[Data records]
----------------

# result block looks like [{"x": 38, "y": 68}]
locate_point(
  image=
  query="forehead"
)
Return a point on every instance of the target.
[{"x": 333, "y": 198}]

----------------

→ STATED GOAL
Copy the records above word for word.

→ TASK OUTPUT
# result block looks like [{"x": 38, "y": 68}]
locate_point(
  image=
  query="forehead"
)
Return a point on every instance of the target.
[{"x": 333, "y": 198}]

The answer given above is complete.